Dataset rows:
+ + + +

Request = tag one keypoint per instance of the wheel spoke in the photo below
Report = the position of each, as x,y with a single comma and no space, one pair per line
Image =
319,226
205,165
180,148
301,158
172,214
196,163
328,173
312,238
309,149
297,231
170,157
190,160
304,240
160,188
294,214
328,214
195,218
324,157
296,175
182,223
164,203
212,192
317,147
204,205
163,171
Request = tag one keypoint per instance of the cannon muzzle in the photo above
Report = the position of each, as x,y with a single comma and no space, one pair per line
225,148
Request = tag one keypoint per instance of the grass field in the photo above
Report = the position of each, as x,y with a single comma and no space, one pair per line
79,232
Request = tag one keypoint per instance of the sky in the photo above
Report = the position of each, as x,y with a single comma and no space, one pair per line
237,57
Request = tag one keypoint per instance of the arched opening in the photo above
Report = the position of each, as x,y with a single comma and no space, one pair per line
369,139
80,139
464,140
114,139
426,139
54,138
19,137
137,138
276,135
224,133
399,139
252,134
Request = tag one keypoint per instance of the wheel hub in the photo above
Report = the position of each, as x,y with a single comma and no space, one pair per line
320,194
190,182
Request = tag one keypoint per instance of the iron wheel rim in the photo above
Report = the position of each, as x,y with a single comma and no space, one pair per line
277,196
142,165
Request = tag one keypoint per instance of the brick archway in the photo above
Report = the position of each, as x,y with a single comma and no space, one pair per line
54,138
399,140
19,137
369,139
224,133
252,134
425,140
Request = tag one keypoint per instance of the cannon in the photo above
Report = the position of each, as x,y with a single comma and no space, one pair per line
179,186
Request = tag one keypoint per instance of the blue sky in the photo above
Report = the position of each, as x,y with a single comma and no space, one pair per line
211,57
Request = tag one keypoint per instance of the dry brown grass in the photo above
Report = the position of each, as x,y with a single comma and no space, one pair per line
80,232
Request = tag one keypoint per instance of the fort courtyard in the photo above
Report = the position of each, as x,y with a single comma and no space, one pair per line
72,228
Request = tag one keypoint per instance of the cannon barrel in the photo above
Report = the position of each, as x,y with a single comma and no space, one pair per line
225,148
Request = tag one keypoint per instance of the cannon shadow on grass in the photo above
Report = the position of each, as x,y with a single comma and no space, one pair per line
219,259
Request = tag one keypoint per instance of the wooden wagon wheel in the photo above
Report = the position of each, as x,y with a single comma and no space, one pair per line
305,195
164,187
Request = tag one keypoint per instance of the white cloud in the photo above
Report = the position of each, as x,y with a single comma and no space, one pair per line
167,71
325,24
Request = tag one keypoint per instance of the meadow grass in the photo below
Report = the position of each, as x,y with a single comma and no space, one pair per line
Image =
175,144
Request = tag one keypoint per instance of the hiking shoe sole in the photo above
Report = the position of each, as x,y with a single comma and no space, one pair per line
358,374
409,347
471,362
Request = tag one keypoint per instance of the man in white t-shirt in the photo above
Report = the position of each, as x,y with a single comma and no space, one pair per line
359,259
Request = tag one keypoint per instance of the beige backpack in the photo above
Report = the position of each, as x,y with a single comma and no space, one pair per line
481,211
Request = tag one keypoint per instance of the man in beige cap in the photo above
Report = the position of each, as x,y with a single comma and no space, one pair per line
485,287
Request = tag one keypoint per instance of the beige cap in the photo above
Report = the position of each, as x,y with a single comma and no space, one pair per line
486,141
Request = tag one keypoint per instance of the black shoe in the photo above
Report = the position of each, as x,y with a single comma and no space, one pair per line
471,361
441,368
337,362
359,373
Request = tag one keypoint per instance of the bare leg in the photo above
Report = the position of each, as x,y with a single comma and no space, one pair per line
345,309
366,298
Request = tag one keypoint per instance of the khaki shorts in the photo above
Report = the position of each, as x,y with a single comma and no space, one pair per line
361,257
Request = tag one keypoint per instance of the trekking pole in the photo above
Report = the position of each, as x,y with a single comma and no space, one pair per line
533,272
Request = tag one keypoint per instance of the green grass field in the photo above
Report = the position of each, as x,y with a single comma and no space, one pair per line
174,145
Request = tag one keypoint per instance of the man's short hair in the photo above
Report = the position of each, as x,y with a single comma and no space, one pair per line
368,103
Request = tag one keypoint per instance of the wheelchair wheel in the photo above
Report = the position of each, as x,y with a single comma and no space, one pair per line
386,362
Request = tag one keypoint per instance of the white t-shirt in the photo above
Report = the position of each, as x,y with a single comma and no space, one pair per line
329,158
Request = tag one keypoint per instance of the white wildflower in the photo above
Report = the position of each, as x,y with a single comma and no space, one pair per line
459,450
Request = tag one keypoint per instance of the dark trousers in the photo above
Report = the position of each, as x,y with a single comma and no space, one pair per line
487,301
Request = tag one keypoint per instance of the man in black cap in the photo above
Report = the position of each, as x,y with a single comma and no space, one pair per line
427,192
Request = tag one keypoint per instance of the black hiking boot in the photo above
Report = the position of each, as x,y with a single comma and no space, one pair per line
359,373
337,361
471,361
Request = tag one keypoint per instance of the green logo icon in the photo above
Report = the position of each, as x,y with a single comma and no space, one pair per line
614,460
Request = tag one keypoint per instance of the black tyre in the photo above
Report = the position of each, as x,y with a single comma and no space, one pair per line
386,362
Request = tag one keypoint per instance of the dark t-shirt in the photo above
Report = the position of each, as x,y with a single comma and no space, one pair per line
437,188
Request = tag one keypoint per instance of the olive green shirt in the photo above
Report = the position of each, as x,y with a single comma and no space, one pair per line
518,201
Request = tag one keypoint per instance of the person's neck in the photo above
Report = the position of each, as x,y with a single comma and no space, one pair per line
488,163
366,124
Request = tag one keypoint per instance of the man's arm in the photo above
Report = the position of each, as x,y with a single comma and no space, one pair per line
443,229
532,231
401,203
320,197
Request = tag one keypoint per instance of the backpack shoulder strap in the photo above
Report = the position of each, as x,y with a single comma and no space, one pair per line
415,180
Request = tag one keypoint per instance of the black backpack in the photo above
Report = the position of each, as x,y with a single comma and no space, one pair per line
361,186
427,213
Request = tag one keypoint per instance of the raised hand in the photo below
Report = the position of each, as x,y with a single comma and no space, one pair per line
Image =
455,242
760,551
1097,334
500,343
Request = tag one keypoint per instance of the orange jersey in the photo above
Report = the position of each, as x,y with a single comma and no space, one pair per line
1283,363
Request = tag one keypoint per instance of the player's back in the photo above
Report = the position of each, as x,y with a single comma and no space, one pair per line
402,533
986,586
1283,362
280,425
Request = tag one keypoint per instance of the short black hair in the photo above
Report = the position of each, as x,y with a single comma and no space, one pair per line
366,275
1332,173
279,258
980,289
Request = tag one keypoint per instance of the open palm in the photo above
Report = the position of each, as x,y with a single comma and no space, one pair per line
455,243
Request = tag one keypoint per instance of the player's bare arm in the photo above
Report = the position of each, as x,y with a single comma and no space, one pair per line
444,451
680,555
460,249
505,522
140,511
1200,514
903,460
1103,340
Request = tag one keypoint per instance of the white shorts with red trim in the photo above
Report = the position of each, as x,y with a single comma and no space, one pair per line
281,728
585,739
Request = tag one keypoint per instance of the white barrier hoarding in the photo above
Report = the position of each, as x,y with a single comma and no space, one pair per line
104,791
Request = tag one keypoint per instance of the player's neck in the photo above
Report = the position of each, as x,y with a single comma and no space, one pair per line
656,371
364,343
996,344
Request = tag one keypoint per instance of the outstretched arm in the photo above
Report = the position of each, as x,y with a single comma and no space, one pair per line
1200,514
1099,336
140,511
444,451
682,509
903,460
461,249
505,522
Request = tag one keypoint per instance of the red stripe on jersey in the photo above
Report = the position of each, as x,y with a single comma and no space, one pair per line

+ + + +

WORK TO BE COMPLETED: Take the line in which "Request = tag one keypoint per instance of the short" occurs and each subsequent line through the end; give these lines again without alteration.

ANSWER:
Request = tag one keypoint per instance of the short black hair in the photo above
Report = the position of each, as x,y with a single comma and no space, one pair per line
366,275
1332,173
279,258
980,289
Request = tag one keypoint per instance of the open palm in the photo above
Report = the position of each, as x,y with a single comma and no space, one pair per line
455,243
Request = tag one keypoint per instance of the player's bare arm in the photo above
Report = the position of each, as x,y with a single comma and no space, one pair per line
444,451
680,555
460,249
505,522
140,511
1200,514
903,460
1103,340
Request = tag one keypoint per instance of the white shorts with red trim in the photo above
Report = the position of each, as x,y with a single comma and no space, one pair per line
281,728
585,739
Request = tag one keypoint per instance of the white barrier hoarding in the photo above
Report = the position of each, as x,y with a single comma and no space, one pair per line
104,791
Request = tag one keypoint per instance of the player's neck in the photo above
Report = the position of each, as x,y with a single comma and no space, one pair per line
656,371
364,343
996,344
Request = tag one keypoint per instance of the outstretched arm in the photo above
Report = the position of each, as x,y with a single comma and no space, one pair per line
1200,514
1099,336
140,511
444,451
682,509
903,460
461,249
505,522
Request = tag one keypoint per instance of the red stripe on jersey in the photo above
Report = the position of each, as x,y with a single comma and no space, one pair per line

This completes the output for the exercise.